Long-run turn-split policy (library-wide)

For library-wide heavy processing, always use turn-split execution.

Unknown-document recovery flow (M3)

Batch sizing rule:

  • Keep each unknown-document batch small enough to show full row-by-row results in chat (no representative sampling).
  • If unresolved items remain, stop and wait for explicit user instruction to start the next batch.

User intervention checkpoints (fixed)

  1. Light pass (metadata-only)

    • Always run this stage by default (no extra user instruction required)
    • Analyze existing metadata only (no file content read)
    • Present a table to user:
      • current file/title
      • recommended title/metadata
      • confidence/evidence summary
    • Stop and wait for user instruction before any deeper stage
  2. On user request: page-1 pass

    • Read only the first page and refine proposals
    • Report delta from light pass
  3. If still uncertain: deep pass

    • Read first 5 pages + last 5 pages
    • Add web evidence search
    • Produce finalized proposal with confidence + rationale
  4. Approval gate

    • Show detailed findings and request explicit approval before apply

Pending and unsupported handling

  • Use pending-review tag for unresolved/hold items.
  • If document is unresolved in current flow, do not force metadata guesses.
    • Tag with pending-review and keep for follow-up investigation.

> _Data entries_
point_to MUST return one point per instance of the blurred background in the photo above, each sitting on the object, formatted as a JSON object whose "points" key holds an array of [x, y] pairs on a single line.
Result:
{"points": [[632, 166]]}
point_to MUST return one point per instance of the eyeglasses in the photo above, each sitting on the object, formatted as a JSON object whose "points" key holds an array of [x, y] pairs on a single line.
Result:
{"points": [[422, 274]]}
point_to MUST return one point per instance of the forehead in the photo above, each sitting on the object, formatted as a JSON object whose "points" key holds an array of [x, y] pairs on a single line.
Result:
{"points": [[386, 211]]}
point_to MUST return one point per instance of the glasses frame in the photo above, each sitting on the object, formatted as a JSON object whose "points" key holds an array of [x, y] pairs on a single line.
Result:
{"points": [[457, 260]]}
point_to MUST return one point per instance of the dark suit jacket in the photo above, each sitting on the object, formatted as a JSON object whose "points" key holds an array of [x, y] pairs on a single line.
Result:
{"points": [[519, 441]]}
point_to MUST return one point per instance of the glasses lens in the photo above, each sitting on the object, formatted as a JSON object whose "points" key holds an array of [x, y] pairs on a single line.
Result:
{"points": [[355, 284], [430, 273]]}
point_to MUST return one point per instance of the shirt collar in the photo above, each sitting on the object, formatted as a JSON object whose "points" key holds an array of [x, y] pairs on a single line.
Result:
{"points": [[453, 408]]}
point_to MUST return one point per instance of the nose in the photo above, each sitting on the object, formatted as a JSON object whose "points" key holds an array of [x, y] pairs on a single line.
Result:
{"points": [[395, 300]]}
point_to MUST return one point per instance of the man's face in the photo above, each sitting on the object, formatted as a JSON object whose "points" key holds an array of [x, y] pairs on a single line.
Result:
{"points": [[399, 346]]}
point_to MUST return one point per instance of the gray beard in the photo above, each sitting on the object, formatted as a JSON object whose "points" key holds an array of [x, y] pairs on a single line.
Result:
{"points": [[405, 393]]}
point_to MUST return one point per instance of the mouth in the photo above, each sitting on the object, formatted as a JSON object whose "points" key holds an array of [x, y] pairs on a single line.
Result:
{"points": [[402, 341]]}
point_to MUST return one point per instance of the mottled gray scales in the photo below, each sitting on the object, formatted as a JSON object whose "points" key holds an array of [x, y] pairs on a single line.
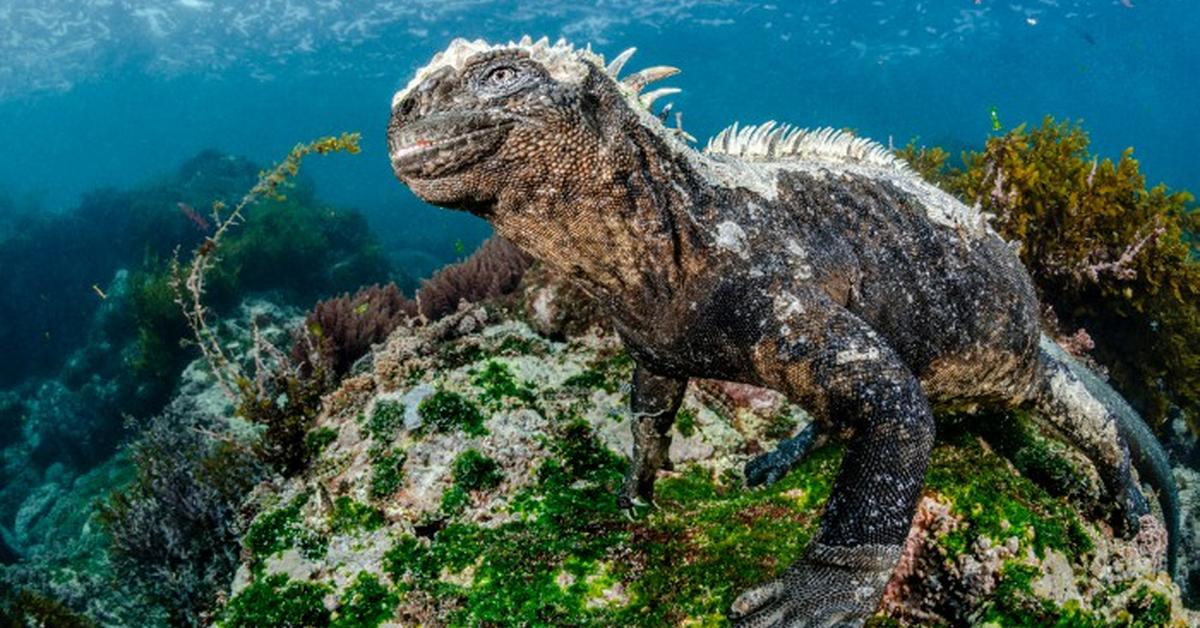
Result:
{"points": [[810, 262]]}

> _What to work on_
Continue the library-wide processing policy after its last line, writing in the same format. The rows have no role here.

> _Exercise result_
Diff report format (for unknown batch runs)

Return full results (not samples):

  • execution summary (target/changed/pending/skipped/error)
  • full changed list with id + key before/after fields
  • full pending list with id + reason
  • full error list with id + error summary
  • confidence must be expressed as high|medium|low

Runtime artifact policy

  • Keep run-state and temporary artifacts only while a run is active.
  • On successful completion, remove per-run state/artifacts.
  • On failure, keep minimal artifacts only for retry/debug, then clean up after resolution.
  • Use lightweight subagent for all analysis stages
  • Keep apply decisions in main session
  • Persist run state for each stage in state/runs.json

Turn 1 (start)

  1. Main defines scope
  2. Main generates spawn payload via subagent-spawn-command-builder (profile example: calibre-meta), then calls sessions_spawn
  3. Save run_id/session_key/task via scripts/run_state.mjs upsert
  4. Immediately tell the user this is a subagent job and state the execution model used for analysis
  5. Reply with "analysis started" and keep normal chat responsive

Turn 2 (completion)

  1. Receive subagent completion notice
  2. Save result JSON
  3. Complete state handling via scripts/handle_completion.mjs --run-id ... --result-json ...
  4. Return summarized proposal (apply only when needed)

Run state file:

  • state/runs.json

PDF extraction policy

  1. Try ebook-convert first
  2. If empty/failed, fallback to pdftotext
  3. If both fail, switch to web-evidence-first mode

Sort reading policy

  • Use user-configured reading_script for Japanese/non-Latin sort fields
    • katakana / hiragana / latin
  • Ask once on first use, then persist and reuse
  • Default policy is full reading (no truncation)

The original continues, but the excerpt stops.